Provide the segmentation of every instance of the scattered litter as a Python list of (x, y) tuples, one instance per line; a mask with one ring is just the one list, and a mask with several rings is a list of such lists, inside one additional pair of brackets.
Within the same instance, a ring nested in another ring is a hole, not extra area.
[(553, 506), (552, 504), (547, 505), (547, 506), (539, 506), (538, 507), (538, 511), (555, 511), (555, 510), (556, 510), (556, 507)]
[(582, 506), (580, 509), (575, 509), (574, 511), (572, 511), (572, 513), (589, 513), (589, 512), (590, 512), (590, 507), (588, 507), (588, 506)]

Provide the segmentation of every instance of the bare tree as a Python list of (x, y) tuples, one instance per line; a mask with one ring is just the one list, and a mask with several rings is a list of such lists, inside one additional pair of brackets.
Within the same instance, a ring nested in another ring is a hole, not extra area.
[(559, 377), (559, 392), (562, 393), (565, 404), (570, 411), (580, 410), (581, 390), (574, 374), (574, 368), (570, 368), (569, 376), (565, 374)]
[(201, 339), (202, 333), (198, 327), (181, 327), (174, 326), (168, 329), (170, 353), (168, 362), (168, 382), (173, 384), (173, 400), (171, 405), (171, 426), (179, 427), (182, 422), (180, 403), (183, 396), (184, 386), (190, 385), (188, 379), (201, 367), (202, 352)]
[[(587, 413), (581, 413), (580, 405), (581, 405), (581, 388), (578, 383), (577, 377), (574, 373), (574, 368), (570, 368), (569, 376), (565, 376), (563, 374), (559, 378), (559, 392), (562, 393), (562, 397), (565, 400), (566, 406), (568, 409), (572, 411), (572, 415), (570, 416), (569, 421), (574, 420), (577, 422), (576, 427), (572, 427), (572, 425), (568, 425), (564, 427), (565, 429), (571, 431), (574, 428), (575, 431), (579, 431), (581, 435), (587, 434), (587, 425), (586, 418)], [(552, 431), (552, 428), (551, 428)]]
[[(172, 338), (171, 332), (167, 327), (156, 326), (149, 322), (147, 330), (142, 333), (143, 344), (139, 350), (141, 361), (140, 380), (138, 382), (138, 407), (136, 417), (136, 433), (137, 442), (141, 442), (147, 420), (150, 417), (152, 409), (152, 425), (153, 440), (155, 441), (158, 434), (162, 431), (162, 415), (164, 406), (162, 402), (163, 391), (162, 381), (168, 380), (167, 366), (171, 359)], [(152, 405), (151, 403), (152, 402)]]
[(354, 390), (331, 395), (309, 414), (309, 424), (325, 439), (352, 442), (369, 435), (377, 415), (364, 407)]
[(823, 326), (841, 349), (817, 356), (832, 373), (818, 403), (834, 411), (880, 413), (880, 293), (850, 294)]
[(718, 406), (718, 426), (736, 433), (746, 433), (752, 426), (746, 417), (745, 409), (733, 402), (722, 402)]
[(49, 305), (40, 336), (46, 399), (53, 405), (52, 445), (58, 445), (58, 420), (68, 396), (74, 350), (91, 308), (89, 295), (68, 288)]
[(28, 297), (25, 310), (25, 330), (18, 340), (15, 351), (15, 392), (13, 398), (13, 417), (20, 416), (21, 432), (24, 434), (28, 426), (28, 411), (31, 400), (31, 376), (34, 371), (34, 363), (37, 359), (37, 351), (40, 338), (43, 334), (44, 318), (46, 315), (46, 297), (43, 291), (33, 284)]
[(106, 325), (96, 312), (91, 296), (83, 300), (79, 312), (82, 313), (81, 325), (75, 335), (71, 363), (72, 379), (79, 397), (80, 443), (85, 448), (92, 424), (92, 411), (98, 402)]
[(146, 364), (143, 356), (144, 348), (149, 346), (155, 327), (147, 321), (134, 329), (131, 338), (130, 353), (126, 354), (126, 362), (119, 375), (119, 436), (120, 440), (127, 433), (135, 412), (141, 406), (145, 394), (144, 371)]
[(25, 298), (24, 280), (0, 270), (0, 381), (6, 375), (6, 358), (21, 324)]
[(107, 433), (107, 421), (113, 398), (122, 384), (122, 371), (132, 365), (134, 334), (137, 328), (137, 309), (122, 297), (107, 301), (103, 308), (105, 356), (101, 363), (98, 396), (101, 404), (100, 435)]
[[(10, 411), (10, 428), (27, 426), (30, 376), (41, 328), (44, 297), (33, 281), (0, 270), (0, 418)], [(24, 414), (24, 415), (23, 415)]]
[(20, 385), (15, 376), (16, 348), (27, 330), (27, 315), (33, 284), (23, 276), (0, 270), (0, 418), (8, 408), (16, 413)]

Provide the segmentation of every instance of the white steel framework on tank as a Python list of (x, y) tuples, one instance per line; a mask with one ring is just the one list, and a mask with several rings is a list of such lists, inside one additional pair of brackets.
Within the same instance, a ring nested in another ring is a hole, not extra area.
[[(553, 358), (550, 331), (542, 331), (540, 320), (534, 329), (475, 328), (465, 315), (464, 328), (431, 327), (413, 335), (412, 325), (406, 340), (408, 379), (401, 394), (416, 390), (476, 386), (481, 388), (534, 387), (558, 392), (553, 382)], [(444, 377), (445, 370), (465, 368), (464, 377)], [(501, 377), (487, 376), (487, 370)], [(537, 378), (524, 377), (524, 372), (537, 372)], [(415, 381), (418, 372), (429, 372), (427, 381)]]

────────────────

_Required action_
From the first line to the last, reproduce the material word for word.

_Solution to this problem_
Provide the segmentation of every instance of the scattered litter as a Python list of (x, y) tuples, one instance per line; a mask with one ring is just the one list, and a mask with several rings is a list of such lists, inside one additional pair of brackets.
Within the same instance, a ring nested in another ring is a hole, not extra area.
[(553, 506), (552, 504), (547, 505), (547, 506), (539, 506), (538, 507), (538, 511), (555, 511), (555, 510), (556, 510), (556, 507)]
[(582, 506), (580, 509), (575, 509), (574, 511), (572, 511), (572, 513), (589, 513), (589, 512), (590, 512), (590, 507), (588, 507), (588, 506)]

Provide the segmentation of every instance of the bare tree as a Python list of (x, y) tuples, one instance per line; a mask with one ring is just the one list, and a mask with several rings is a list of such lists, inside one additional pair of brackets.
Within the same instance, a ring nested in another ring is a hole, not extra area.
[(559, 377), (559, 392), (562, 393), (565, 404), (570, 411), (580, 410), (581, 390), (574, 374), (574, 368), (570, 368), (569, 376), (565, 374)]
[(201, 339), (202, 333), (198, 327), (181, 327), (174, 326), (168, 329), (170, 353), (168, 362), (168, 382), (173, 384), (173, 400), (171, 405), (171, 426), (179, 427), (182, 422), (180, 403), (183, 396), (184, 386), (190, 385), (188, 379), (201, 367), (202, 352)]
[[(587, 413), (581, 413), (580, 405), (581, 405), (581, 388), (578, 383), (577, 377), (574, 373), (574, 368), (570, 368), (569, 376), (565, 376), (563, 374), (559, 378), (559, 392), (562, 393), (562, 397), (565, 400), (566, 406), (568, 409), (572, 411), (572, 415), (570, 416), (569, 421), (574, 420), (577, 422), (576, 427), (572, 427), (572, 425), (568, 425), (564, 427), (565, 429), (571, 431), (574, 428), (575, 431), (579, 431), (581, 435), (587, 434), (587, 425), (586, 418)], [(552, 431), (552, 428), (551, 428)]]
[[(172, 338), (171, 332), (167, 327), (156, 326), (149, 322), (147, 330), (142, 333), (143, 344), (139, 350), (141, 361), (140, 380), (138, 382), (138, 407), (136, 417), (136, 433), (137, 442), (141, 442), (147, 420), (150, 417), (152, 409), (152, 425), (153, 440), (155, 441), (158, 434), (162, 431), (162, 415), (164, 406), (162, 402), (163, 391), (162, 381), (168, 380), (167, 366), (171, 359)], [(152, 405), (151, 403), (152, 402)]]
[(354, 390), (331, 395), (309, 414), (309, 424), (325, 439), (352, 442), (369, 435), (377, 415), (364, 407)]
[(823, 326), (841, 349), (817, 356), (832, 373), (818, 403), (834, 411), (880, 413), (880, 293), (850, 294)]
[(718, 406), (718, 426), (736, 433), (746, 433), (752, 426), (746, 417), (745, 409), (733, 402), (722, 402)]
[(49, 305), (40, 336), (46, 399), (53, 405), (52, 445), (58, 445), (58, 420), (68, 396), (74, 350), (91, 308), (89, 295), (68, 288)]
[(28, 297), (25, 310), (25, 330), (18, 340), (15, 351), (15, 392), (13, 398), (13, 417), (20, 416), (21, 432), (24, 434), (28, 426), (28, 411), (31, 400), (31, 376), (34, 371), (34, 363), (37, 359), (37, 351), (40, 338), (43, 334), (44, 318), (46, 315), (46, 297), (43, 291), (33, 284)]
[(106, 325), (96, 312), (91, 296), (83, 300), (79, 312), (82, 313), (81, 325), (75, 335), (71, 363), (72, 379), (79, 397), (80, 443), (85, 448), (92, 424), (92, 411), (98, 402)]
[(146, 364), (143, 356), (144, 348), (149, 346), (155, 327), (147, 321), (134, 329), (131, 338), (130, 353), (126, 354), (126, 362), (119, 375), (119, 436), (120, 440), (127, 433), (135, 412), (141, 406), (145, 394), (144, 371)]
[(25, 298), (24, 280), (0, 270), (0, 381), (6, 375), (6, 358), (21, 324)]
[(107, 433), (107, 421), (113, 398), (122, 384), (122, 371), (132, 365), (134, 334), (137, 328), (137, 309), (122, 297), (107, 301), (103, 308), (105, 356), (101, 363), (98, 396), (101, 404), (100, 435)]
[[(10, 411), (10, 428), (27, 426), (30, 376), (41, 328), (44, 297), (33, 281), (0, 270), (0, 418)], [(24, 414), (24, 415), (23, 415)]]
[(20, 385), (15, 376), (16, 348), (27, 330), (27, 315), (33, 284), (23, 276), (0, 270), (0, 418), (8, 408), (16, 413)]

Provide the segmentation of every instance of the white steel framework on tank as a Python list of (x, y) tuples, one instance per line; a mask with one ring is just the one list, and a mask with several rings is a list of such lists, inside one additional pair of brackets.
Within the same instance, a ring nested in another ring is a hole, not extra area.
[[(553, 358), (550, 331), (542, 331), (540, 320), (534, 329), (475, 328), (465, 315), (464, 328), (431, 327), (413, 335), (412, 325), (406, 340), (408, 379), (401, 394), (416, 390), (476, 386), (481, 388), (534, 387), (558, 392), (553, 382)], [(444, 377), (445, 370), (465, 368), (464, 377)], [(501, 377), (487, 376), (487, 370)], [(537, 378), (524, 377), (524, 372), (537, 372)], [(415, 381), (418, 372), (429, 372), (427, 381)]]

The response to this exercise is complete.